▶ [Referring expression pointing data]
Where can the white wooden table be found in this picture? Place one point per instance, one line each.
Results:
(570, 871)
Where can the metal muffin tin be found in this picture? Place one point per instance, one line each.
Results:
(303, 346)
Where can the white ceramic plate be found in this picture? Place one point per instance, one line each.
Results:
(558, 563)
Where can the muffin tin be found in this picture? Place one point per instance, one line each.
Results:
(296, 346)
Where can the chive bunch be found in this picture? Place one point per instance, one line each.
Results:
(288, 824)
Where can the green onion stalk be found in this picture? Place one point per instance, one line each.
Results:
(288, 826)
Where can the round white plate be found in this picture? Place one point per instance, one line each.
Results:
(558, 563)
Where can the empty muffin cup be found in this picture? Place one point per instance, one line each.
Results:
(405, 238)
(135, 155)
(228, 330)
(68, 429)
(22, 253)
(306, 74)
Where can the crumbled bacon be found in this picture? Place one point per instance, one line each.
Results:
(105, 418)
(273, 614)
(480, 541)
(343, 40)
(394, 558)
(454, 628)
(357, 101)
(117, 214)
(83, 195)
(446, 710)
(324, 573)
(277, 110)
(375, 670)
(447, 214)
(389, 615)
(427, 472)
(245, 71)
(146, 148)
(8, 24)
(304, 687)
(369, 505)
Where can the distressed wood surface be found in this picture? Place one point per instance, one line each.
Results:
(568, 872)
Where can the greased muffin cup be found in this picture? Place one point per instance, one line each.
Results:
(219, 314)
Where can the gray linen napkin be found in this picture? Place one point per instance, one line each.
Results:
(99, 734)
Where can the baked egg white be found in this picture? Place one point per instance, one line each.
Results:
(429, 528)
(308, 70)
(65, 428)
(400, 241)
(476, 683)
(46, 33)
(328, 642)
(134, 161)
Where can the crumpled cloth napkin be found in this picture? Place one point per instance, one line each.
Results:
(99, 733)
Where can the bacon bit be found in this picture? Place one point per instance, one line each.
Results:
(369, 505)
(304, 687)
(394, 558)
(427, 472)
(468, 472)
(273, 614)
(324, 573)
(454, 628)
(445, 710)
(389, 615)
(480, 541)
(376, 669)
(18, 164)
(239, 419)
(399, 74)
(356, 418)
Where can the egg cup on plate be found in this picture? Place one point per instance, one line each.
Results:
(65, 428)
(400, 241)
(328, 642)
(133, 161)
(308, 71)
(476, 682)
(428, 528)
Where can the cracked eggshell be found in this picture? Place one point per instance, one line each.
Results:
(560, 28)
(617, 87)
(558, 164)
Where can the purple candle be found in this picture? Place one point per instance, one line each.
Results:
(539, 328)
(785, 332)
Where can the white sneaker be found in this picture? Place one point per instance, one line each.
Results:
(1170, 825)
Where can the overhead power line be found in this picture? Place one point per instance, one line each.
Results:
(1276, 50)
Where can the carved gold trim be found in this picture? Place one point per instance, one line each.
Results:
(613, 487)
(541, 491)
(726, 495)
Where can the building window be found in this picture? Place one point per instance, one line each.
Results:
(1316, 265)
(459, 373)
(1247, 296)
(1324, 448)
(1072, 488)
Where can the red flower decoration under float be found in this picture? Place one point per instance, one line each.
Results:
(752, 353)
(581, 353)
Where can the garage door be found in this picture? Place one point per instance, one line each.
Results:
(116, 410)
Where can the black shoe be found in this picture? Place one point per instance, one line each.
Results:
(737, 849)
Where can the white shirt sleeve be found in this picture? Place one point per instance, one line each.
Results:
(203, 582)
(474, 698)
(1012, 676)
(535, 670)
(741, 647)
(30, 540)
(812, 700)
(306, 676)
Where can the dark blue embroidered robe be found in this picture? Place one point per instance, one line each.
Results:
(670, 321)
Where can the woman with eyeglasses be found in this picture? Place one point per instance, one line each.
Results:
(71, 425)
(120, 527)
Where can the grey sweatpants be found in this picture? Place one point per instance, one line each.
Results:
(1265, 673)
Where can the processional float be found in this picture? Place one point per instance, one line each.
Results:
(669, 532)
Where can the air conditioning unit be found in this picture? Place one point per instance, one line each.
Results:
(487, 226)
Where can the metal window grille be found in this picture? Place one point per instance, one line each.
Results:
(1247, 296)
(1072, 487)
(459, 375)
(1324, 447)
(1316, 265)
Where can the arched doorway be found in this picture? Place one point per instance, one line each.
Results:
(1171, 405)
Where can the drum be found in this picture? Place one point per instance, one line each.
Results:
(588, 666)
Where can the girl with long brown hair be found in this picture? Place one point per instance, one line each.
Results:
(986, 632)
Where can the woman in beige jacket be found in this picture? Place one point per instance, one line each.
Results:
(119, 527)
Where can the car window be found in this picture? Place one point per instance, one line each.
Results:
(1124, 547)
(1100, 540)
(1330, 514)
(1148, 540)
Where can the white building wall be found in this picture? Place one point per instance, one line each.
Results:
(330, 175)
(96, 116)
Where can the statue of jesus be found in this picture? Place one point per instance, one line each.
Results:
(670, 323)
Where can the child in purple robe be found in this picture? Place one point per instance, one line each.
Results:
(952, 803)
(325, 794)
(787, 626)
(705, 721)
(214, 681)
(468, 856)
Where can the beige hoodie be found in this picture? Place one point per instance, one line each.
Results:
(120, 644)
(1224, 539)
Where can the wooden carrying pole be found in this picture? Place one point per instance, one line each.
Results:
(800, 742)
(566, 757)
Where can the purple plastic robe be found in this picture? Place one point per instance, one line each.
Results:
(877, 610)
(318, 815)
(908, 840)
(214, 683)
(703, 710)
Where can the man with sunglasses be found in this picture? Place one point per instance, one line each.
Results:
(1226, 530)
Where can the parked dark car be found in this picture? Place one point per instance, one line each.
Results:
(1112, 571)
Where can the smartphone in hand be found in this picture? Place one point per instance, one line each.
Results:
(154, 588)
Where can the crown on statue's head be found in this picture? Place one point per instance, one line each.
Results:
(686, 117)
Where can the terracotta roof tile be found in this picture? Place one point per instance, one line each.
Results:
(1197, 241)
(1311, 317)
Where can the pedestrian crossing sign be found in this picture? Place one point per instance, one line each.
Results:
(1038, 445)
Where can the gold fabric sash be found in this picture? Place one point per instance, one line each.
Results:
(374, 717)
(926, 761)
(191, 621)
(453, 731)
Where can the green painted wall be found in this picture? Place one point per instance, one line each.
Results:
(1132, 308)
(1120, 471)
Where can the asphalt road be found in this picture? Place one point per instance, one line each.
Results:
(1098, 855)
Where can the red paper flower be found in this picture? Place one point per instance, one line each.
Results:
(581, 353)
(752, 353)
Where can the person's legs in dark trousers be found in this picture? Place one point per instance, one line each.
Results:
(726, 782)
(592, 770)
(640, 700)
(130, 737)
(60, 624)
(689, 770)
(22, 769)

▶ [HOW TO COMPLETE THIS TASK] The full data must appear again, retyped in every detail.

▶ [EXERCISE OUTPUT]
Where can the white wooden table be found in this picture? Place one point per instance, one line each.
Results:
(570, 871)
Where can the metal muffin tin be found in this picture? Place one point per instance, one line each.
Results:
(303, 346)
Where can the white ceramic plate be found in this picture? Place one point per instance, one line each.
Results:
(558, 563)
Where can the muffin tin be found in this picture? Place one point per instance, one line each.
Results:
(296, 346)
Where can the chive bunch be found in this picture? Place one point per instance, one line each.
Results:
(288, 824)
Where can the green onion stalk be found in this picture? Place one point per instance, one line each.
Results:
(288, 826)
Where can the round white plate be found in this picture? Place one point per instance, one line each.
Results:
(558, 563)
Where can the empty muffin cup be found in this picture? Place one point per instance, one line each.
Results:
(405, 238)
(135, 155)
(228, 330)
(68, 429)
(22, 253)
(306, 74)
Where can the crumbled bacon be found in this picture? Place one point per instance, one line each.
Results:
(105, 418)
(273, 614)
(480, 541)
(343, 40)
(394, 558)
(454, 628)
(357, 101)
(117, 214)
(83, 195)
(446, 710)
(324, 573)
(277, 110)
(375, 670)
(447, 214)
(389, 615)
(427, 472)
(245, 71)
(146, 148)
(8, 24)
(304, 687)
(369, 505)
Where can the distressed wood surface be found in this picture? Place one point per instance, one line each.
Results:
(568, 872)
Where can the greased muffin cup be found in this picture? Place one point per instance, one line each.
Results:
(219, 314)
Where can the gray linen napkin be found in this picture? Place one point per instance, one line each.
Results:
(99, 734)
Where can the baked egg white be found in this picture? Place one point per instance, one line each.
Results:
(429, 528)
(308, 70)
(65, 428)
(400, 241)
(476, 683)
(46, 33)
(328, 642)
(134, 161)
Where can the crumpled cloth napkin be found in this picture? Place one point per instance, one line each.
Results:
(99, 733)
Where can the bacon bit be found in this picture? Place one point per instance, one line each.
Results:
(369, 505)
(304, 687)
(394, 558)
(427, 472)
(468, 472)
(273, 614)
(324, 573)
(454, 628)
(445, 710)
(389, 615)
(480, 541)
(376, 669)
(18, 164)
(239, 419)
(399, 74)
(356, 418)
Where can the egg cup on plate be found in this picture? Place one point per instance, one line each.
Results:
(65, 428)
(400, 241)
(328, 642)
(133, 161)
(308, 71)
(476, 682)
(428, 528)
Where can the cracked eggshell be found in this picture? Place one point per instance, one line each.
Results:
(560, 28)
(617, 87)
(558, 164)
Where can the purple candle be found in this picture? Place one point per instance, one line each.
Results:
(539, 328)
(785, 332)
Where can the white sneaker be found in this picture? Place one point per instance, one line each.
Results:
(1170, 825)
Where can the overhead power line be found in this picture? Place one point per instance, one line each.
Results:
(1276, 50)
Where can the carved gold trim be found in this picture? Place one point per instance, one line each.
Results:
(613, 487)
(541, 491)
(726, 495)
Where can the building window be found in this picture? Place one point per instance, one line each.
Results:
(1316, 265)
(459, 373)
(1247, 296)
(1324, 448)
(1072, 488)
Where can the red flower decoration under float be found in this picture? Place one point per instance, one line each.
Results:
(752, 353)
(581, 353)
Where can the garage door be found in this picture? Place one point per instance, one line each.
Results:
(116, 410)
Where can the black shoe be found in this picture? Place one point per instance, one line each.
Results:
(737, 849)
Where can the white shirt sleeve be found in this picture? Place one point per instance, one line each.
Results:
(203, 582)
(474, 698)
(1012, 676)
(535, 670)
(741, 647)
(30, 540)
(812, 700)
(306, 676)
Where can the dark blue embroidered robe be found in this picture? Place one point per instance, one line each.
Results:
(670, 321)
Where can the woman with eyeglasses be found in this picture? Place one point per instance, one line each.
Results:
(71, 425)
(120, 527)
Where can the grey sweatpants be found in this picture? Place one point per instance, one line each.
Results:
(1265, 673)
Where can the processional float be found in this picture? Place one point per instance, one line each.
Results:
(669, 532)
Where can the air conditioning unit be found in this picture? Place one point per instance, one line each.
Results:
(487, 226)
Where can the metal window grille be found in this picture? Place one point per instance, one line each.
Results:
(1247, 296)
(1072, 487)
(459, 375)
(1324, 447)
(1316, 265)
Where can the arched doorway be found in this picture? Place one point per instance, one line each.
Results:
(1171, 405)
Where can the drum be found in this picture? Place one point per instance, one line each.
Results:
(588, 666)
Where can the girl with long brown hair be found in this picture? Place one point per instance, one line each.
Results:
(986, 632)
Where can the woman in beige jacket be found in this picture? Place one point per instance, one line each.
Results:
(119, 527)
Where can the car window be found in this picture? Place one point per instance, one line each.
Results:
(1124, 547)
(1100, 540)
(1330, 514)
(1148, 540)
Where can the white building wall be found in this picture? Place one point per instance, one line each.
Results:
(330, 175)
(96, 116)
Where can the statue of jesus be found in this picture? Place one point per instance, one line each.
Results:
(670, 323)
Where can the child in purple robe be found in this picture? Place one point per instance, one line each.
Results:
(952, 803)
(325, 794)
(787, 626)
(705, 721)
(214, 681)
(468, 856)
Where can the beige hoodie be found in this picture? Place one point per instance, one line each.
Results:
(120, 644)
(1224, 539)
Where can the wooden carrying pole be found in this picture? Place one point per instance, one line each.
Results:
(800, 742)
(566, 757)
Where can the purple plastic robe be found in this picture? Place one point per instance, one line each.
Results:
(877, 610)
(318, 815)
(908, 840)
(214, 683)
(703, 710)
Where can the man with sunglasses be found in this picture? Place one point per instance, one line each.
Results:
(1226, 530)
Where can the parked dark car be found in this picture? Place one point per instance, one line each.
Results:
(1112, 571)
Where can the smartphone in hand be found in this picture? Place one point per instance, one line each.
Results:
(154, 588)
Where can the crown on statue's head be found in this picture? Place one point per instance, one line each.
Results:
(686, 117)
Where can the terracotta roof tile be found in this picture? Place one point per instance, one line each.
Results:
(1197, 241)
(1311, 317)
Where can the pedestrian crossing sign be found in this picture? Place one point per instance, one line each.
Results:
(1038, 445)
Where can the gold fabric sash be found in this picture? Place one point per instance, one line each.
Results:
(374, 717)
(926, 761)
(191, 621)
(453, 731)
Where can the green painted wall be found in this picture? Place one point per instance, one line each.
Results:
(1132, 308)
(1120, 471)
Where can the asphalt road be found in this picture? Place one point per instance, one line each.
Results:
(1098, 855)
Where can the red paper flower be found in this picture? Place one point per instance, one line each.
Results:
(581, 353)
(752, 353)
Where can the person's legs in dark trousers be found in this picture? Place one point per instance, one line each.
Results:
(726, 782)
(592, 770)
(640, 700)
(130, 737)
(60, 624)
(689, 770)
(22, 769)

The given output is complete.